**Data for processing**
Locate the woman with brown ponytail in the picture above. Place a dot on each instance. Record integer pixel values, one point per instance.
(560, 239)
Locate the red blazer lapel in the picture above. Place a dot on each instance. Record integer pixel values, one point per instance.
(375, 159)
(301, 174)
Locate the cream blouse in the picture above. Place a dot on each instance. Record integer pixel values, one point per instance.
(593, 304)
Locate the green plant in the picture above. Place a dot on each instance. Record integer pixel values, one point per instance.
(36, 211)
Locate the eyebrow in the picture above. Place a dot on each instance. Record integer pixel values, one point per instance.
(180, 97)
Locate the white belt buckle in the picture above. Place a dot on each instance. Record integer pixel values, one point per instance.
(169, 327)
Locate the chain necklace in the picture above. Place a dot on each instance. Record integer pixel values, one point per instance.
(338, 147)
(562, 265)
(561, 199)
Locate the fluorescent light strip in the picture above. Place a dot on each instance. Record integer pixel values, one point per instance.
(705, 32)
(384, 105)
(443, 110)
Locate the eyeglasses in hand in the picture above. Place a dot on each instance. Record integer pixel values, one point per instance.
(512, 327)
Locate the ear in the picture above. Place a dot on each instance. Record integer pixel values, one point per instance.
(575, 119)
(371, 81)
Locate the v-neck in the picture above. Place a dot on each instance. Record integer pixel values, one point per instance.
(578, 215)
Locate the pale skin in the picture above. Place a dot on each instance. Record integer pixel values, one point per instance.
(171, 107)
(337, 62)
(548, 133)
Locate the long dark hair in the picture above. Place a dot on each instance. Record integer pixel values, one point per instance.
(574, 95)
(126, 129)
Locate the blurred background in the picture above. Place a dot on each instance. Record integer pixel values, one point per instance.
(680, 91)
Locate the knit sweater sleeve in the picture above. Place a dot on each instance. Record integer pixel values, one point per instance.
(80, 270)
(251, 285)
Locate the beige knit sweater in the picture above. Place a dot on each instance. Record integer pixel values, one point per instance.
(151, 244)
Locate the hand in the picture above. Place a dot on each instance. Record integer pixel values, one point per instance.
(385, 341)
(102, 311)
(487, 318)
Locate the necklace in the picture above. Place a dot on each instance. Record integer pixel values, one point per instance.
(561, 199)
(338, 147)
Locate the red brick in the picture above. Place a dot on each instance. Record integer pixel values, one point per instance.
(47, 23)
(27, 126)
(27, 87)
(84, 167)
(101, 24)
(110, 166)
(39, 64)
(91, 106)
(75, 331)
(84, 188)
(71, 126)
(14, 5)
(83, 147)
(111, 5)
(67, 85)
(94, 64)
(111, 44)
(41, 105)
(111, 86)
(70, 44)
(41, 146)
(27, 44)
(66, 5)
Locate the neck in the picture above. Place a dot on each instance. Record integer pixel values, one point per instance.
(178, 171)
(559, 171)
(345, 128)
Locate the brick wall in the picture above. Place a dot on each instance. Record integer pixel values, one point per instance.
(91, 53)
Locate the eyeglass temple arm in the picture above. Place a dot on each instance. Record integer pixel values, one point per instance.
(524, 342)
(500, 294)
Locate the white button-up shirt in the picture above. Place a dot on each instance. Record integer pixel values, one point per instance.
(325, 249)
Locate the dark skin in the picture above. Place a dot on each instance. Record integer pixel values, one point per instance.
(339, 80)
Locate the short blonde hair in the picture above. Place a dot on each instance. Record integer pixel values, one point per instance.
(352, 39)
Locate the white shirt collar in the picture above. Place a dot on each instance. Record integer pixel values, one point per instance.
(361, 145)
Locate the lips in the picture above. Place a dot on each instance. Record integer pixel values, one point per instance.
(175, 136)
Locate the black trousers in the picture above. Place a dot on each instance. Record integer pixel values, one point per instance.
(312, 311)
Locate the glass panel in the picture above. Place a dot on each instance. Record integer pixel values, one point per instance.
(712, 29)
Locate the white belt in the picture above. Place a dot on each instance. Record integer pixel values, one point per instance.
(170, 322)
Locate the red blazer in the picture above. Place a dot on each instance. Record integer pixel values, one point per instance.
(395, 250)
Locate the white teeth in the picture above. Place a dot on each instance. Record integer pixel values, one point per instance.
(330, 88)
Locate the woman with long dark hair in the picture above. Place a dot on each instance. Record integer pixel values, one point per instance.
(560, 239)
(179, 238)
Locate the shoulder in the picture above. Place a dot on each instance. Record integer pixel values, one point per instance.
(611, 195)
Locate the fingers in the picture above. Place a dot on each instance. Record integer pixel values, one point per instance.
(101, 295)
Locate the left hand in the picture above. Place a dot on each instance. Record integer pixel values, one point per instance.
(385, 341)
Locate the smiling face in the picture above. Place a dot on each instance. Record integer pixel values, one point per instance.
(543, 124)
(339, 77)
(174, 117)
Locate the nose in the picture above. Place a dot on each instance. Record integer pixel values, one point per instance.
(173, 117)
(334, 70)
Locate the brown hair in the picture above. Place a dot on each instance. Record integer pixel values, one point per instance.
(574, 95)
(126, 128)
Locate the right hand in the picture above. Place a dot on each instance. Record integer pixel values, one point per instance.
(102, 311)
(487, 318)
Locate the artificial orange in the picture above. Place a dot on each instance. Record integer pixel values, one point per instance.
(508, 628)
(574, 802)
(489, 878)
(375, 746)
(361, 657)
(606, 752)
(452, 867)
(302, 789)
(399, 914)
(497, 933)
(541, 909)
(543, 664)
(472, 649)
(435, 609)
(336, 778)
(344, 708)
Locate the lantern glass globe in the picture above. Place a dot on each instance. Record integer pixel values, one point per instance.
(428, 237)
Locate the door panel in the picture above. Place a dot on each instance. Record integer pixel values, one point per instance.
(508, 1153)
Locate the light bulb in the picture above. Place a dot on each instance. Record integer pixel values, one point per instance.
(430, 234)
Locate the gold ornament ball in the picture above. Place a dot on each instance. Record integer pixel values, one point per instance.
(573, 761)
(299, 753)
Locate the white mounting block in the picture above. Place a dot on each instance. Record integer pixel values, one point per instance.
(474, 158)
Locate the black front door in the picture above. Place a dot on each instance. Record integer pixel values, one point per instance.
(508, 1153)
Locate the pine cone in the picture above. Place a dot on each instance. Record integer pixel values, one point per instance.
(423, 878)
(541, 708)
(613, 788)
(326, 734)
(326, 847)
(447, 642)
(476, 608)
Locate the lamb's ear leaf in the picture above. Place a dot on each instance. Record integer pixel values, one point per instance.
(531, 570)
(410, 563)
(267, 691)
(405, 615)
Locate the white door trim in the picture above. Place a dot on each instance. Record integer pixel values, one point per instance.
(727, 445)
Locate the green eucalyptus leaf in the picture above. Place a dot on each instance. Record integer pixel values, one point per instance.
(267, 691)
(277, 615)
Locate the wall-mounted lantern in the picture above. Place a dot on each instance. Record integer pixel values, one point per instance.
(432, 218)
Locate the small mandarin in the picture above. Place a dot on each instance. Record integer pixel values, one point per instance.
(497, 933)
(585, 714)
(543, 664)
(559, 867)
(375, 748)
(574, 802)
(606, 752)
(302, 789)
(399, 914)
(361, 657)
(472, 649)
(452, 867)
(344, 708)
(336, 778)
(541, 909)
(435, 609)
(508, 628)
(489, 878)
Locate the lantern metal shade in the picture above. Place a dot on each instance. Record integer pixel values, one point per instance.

**Problem to work on**
Write the records out once more, word for word.

**Answer area**
Locate the woman with brown ponytail in the picture above. Place a dot on each instance. Record integer pixel values, one point per instance.
(560, 239)
Locate the red blazer lapel in the picture above. Place a dot on each instance. Record integer pixel values, one point per instance.
(375, 159)
(301, 174)
Locate the cream blouse in the picture above. Place a dot on each instance. Record integer pixel values, one point per instance.
(593, 304)
Locate the green plant in the picture above. Place a dot on each instance. Record integer pixel values, one point per instance.
(36, 211)
Locate the eyebrow in the picture above. Place a dot on each instance. Record integer pixel values, one point per instance.
(180, 97)
Locate the white belt buckle in the picture above. Place a dot on each instance. Record integer pixel values, one point per instance.
(169, 327)
Locate the chain necklace in the picture above. Place a dot on each instance. Record integer pixel values, one point per instance.
(338, 147)
(562, 265)
(561, 199)
Locate the fluorescent light strip in the picture above. Place a dot on each instance. Record integer pixel values, one point per instance.
(705, 32)
(384, 105)
(443, 110)
Locate the eyeglasses in hand in the picture above. Place a dot on each instance. Record integer pixel values, one point per instance.
(512, 327)
Locate the ear in the picture above. Place a dot on each instance. Record integer pixel values, one point per instance.
(575, 119)
(371, 81)
Locate the v-neck in the picture above. Place a dot on each instance. Record integer pixel values, one point per instance.
(578, 215)
Locate the pale skin in the picture above. Place a dot on each instance. Record integer pixel values, one point per instance.
(171, 107)
(337, 62)
(548, 133)
Locate the long dark hair in the picture above. Place a dot on each instance. Record integer pixel values, one point per instance.
(574, 95)
(126, 129)
Locate the blurred background in the picture above. Place a dot on each instance. Record integer pixel values, one point per instance.
(680, 91)
Locate the knit sweater sleeve in the picture above. Place a dot on each instance. Record integer pixel values, one point per instance.
(80, 270)
(251, 285)
Locate the beige knit sweater in the picture above. Place a dot on each instance. Record integer pixel values, one point per instance.
(151, 244)
Locate the hand in the picture above. Place a dot on each instance. Record integer pixel values, one point per instance.
(385, 341)
(102, 311)
(487, 318)
Locate the necklace in the picture above. Place a dot on each instance. Record integer pixel values, one point per instance.
(561, 199)
(338, 147)
Locate the red brick in the picture above. Place a dot on each instance. Record integer pixel values, one point per instance.
(47, 23)
(27, 126)
(27, 87)
(84, 167)
(101, 24)
(110, 166)
(39, 64)
(91, 106)
(75, 331)
(84, 188)
(71, 126)
(14, 5)
(83, 147)
(111, 5)
(67, 85)
(94, 64)
(111, 44)
(41, 105)
(111, 86)
(70, 44)
(41, 146)
(27, 44)
(66, 5)
Locate the neck in the picture above. Place a dot on each instance. Record integer pixel values, one point per instance.
(178, 171)
(559, 171)
(345, 128)
Locate the brick wall in the picture above. Place a dot on each instance. Record integer pixel values, one point per instance.
(91, 53)
Locate the eyeglass temple arm in the picture above. Place a dot on each instance. Record integer pixel values, one point per instance.
(524, 342)
(500, 294)
Locate the white button-up shirt in the picture above. Place a dot on each instance. Record integer pixel values, one point per instance.
(325, 249)
Locate the dark skin in the picture above. Place a dot on each instance. Record integer pixel values, one point per instance.
(339, 80)
Locate the short blonde hair in the picture above. Place a dot on each instance. Record integer pixel values, one point per instance.
(352, 39)
Locate the white shirt collar in the picture above. Place a dot on each instance. Record integer pixel values, one point per instance.
(361, 145)
Locate the lips in the picture above. Place a dot on each instance. Record integer pixel values, one point per instance.
(175, 136)
Locate the black trousers in the picture above. Place a dot on each instance. Record integer pixel values, one point per instance.
(312, 311)
Locate the glass panel in the picture above. Place a dot on each instance. Record integer pixel values, one point per instance.
(712, 29)
Locate the white belt in the picture above. Place a dot on each instance. Record integer pixel values, one point per instance.
(170, 322)
Locate the red blazer in the picture above. Place a dot on each instance. Record integer pixel values, one point per instance.
(395, 250)
Locate the white teeth in the picture above. Place a dot on each instance. Record integer pixel values, one point per instance.
(330, 88)
Locate the woman with long dark hair in the picture above. Place a dot on each instance. Record integer pixel values, one point per instance.
(560, 239)
(179, 238)
Locate the shoulder in the picture above. Place a dot on each instance. Record integer pixel values, one point per instance.
(611, 195)
Locate the fingers in the picture above. Place a dot on each instance. Record integer pixel values, one point per instance.
(101, 295)
Locate the left hand in the picture above. Place a dot on each instance. Record integer pixel values, one point per instance.
(385, 341)
Locate the smiling face in the picture above. Place a dot on each instance. Record integer pixel values, one point per instance.
(543, 124)
(339, 77)
(174, 117)
Locate the nose in the picture above. Place a dot on each instance. Record integer pixel values, one point per instance.
(173, 117)
(334, 70)
Locate the brown hair in the picture above. Place a dot on each instance. Record integer pixel values, one point per instance.
(574, 95)
(126, 128)
Locate the right hand in the picture above. Place a dot on each instance. Record integer pixel values, one point per instance.
(102, 311)
(487, 318)
Locate the artificial orange in the picture above. Place a dot on each instance. Record integer pixel values, one point per instance.
(508, 628)
(574, 802)
(489, 878)
(375, 746)
(361, 657)
(606, 752)
(452, 867)
(302, 789)
(399, 914)
(497, 933)
(541, 909)
(543, 664)
(472, 649)
(435, 609)
(336, 778)
(344, 708)
Locate the lantern glass globe in the picture above. Place a dot on each instance. Record integer pixel values, one point per instance.
(428, 237)
Locate the door panel in the picture above. Place a dot on each instance. Record integer pixel values, one point per instance.
(508, 1153)
Locate the light bulb in the picture above. Place a dot on each instance. Record integer pixel values, one point per instance.
(430, 234)
Locate the gold ornament ball in the picture above. Place a dot on each instance. Record integer pixel values, one point per instance.
(573, 761)
(299, 753)
Locate the white mounting block in the picture above. Place a dot on each instance. Record integer pixel values, one point per instance.
(474, 158)
Locate the black front door in the picture above. Place a dot on each instance. Record integer pixel values, one point per instance.
(508, 1153)
Locate the pine cone in the picture above. Place a dot on each instance. Record integer pixel values, one point per instance.
(423, 878)
(541, 708)
(613, 788)
(326, 734)
(326, 847)
(447, 642)
(476, 608)
Locate the lamb's ear leaf in the picture above. Place a dot on each instance. Record integer pixel values, one point per instance.
(531, 570)
(410, 563)
(267, 691)
(405, 615)
Locate the white door trim in the picture above. Place a dot on each instance. Record integer pixel values, one point per instance.
(727, 445)
Locate the green eucalyptus leaf in the picture above. Place a dot on each instance. Record integer pixel values, one point per instance.
(267, 691)
(277, 615)
Locate the wall-mounted lantern in the picture above. Place a dot on each instance. Record integer pixel values, one point per instance.
(432, 218)
Locate the small mandarin in the picture above. Place a dot on each instance. Record integer pixel values, one point per instance.
(497, 933)
(585, 714)
(543, 664)
(559, 867)
(375, 748)
(574, 802)
(606, 752)
(302, 789)
(399, 914)
(361, 657)
(472, 649)
(452, 867)
(344, 708)
(336, 778)
(541, 909)
(435, 609)
(508, 628)
(489, 878)
Locate the lantern metal shade in the picture above. Place a dot on each instance. Record integer pixel values, one point per instance.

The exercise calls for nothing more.